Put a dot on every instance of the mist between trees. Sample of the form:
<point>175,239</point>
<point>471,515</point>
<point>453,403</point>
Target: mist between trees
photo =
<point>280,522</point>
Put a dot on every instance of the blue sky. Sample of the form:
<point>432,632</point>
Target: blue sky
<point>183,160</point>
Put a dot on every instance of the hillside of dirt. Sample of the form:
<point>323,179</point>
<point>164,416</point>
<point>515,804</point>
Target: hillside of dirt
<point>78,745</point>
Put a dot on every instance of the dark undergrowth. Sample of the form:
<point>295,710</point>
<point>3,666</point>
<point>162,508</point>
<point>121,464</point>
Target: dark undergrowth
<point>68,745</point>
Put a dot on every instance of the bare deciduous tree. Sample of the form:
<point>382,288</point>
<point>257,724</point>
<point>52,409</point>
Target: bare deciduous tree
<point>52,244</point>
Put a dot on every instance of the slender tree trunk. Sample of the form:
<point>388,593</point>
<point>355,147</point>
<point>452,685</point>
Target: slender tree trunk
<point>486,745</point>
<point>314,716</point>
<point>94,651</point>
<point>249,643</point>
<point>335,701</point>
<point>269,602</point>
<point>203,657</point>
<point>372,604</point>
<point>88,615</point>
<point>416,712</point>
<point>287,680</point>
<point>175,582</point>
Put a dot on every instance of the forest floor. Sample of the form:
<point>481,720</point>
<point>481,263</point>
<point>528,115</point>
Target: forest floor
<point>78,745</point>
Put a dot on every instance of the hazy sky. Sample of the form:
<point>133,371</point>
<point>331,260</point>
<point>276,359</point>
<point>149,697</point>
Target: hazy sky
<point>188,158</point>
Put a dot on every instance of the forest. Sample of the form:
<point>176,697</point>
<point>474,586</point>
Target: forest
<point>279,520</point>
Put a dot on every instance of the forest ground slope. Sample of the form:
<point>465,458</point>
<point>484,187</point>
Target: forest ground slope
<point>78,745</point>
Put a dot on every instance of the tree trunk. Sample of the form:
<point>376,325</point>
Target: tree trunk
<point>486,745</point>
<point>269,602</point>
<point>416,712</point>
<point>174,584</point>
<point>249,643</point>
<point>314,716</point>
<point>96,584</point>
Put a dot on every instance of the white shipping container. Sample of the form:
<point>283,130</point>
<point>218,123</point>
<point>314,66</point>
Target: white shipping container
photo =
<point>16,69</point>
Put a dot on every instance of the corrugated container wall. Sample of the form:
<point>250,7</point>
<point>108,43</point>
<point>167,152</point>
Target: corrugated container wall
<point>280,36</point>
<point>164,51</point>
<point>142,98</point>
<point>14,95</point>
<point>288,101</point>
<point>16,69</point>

****************************************

#### Exercise goal:
Repeat every entry exactly, please.

#### Solution for this problem:
Put a dot on every instance of the mist between trees. Sample of the form:
<point>175,239</point>
<point>471,515</point>
<point>453,403</point>
Target: mist between trees
photo =
<point>280,522</point>
Put a dot on every instance of the blue sky. Sample of the form:
<point>432,632</point>
Target: blue sky
<point>183,160</point>
Put a dot on every instance of the hillside of dirt. Sample of the form:
<point>323,179</point>
<point>164,416</point>
<point>515,804</point>
Target: hillside of dirt
<point>78,745</point>
Put a dot on every instance of the dark undergrowth. Sample of the form:
<point>295,710</point>
<point>3,666</point>
<point>162,508</point>
<point>121,464</point>
Target: dark undergrowth
<point>68,745</point>
Put a dot on every instance of the bare deciduous tree. Sample of the form:
<point>382,288</point>
<point>257,724</point>
<point>52,409</point>
Target: bare deciduous tree
<point>52,244</point>
Put a dot on every instance of the slender tree trunk. Sample of the form:
<point>388,593</point>
<point>355,147</point>
<point>452,685</point>
Target: slender tree trunk
<point>486,745</point>
<point>314,716</point>
<point>94,651</point>
<point>249,643</point>
<point>335,701</point>
<point>269,602</point>
<point>203,657</point>
<point>372,604</point>
<point>88,615</point>
<point>416,712</point>
<point>287,680</point>
<point>175,582</point>
Put a dot on every instance of the forest floor. Sample of the form:
<point>481,720</point>
<point>481,263</point>
<point>528,115</point>
Target: forest floor
<point>78,745</point>
Put a dot on every instance of the hazy sky. Sample of the form:
<point>133,371</point>
<point>331,260</point>
<point>276,359</point>
<point>149,697</point>
Target: hazy sky
<point>188,158</point>
Put a dot on every instance of the forest. Sample of the form:
<point>176,697</point>
<point>474,586</point>
Target: forest
<point>279,520</point>
Put a dot on every instance of the forest ground slope. Sample of the form:
<point>465,458</point>
<point>484,187</point>
Target: forest ground slope
<point>78,745</point>
Put a dot on every instance of the tree trunk. Sample of the form:
<point>376,325</point>
Target: tree trunk
<point>486,745</point>
<point>269,602</point>
<point>416,712</point>
<point>174,584</point>
<point>249,643</point>
<point>314,716</point>
<point>96,584</point>
Put a dot on every instance of the white shipping container. Sample of the form:
<point>283,130</point>
<point>218,123</point>
<point>314,66</point>
Target: white shipping container
photo =
<point>16,69</point>
Put a dot on every instance of the corrugated container wall. Sample of the form:
<point>250,7</point>
<point>108,43</point>
<point>167,152</point>
Target: corrugated container wall
<point>280,36</point>
<point>164,51</point>
<point>142,98</point>
<point>14,95</point>
<point>288,101</point>
<point>16,69</point>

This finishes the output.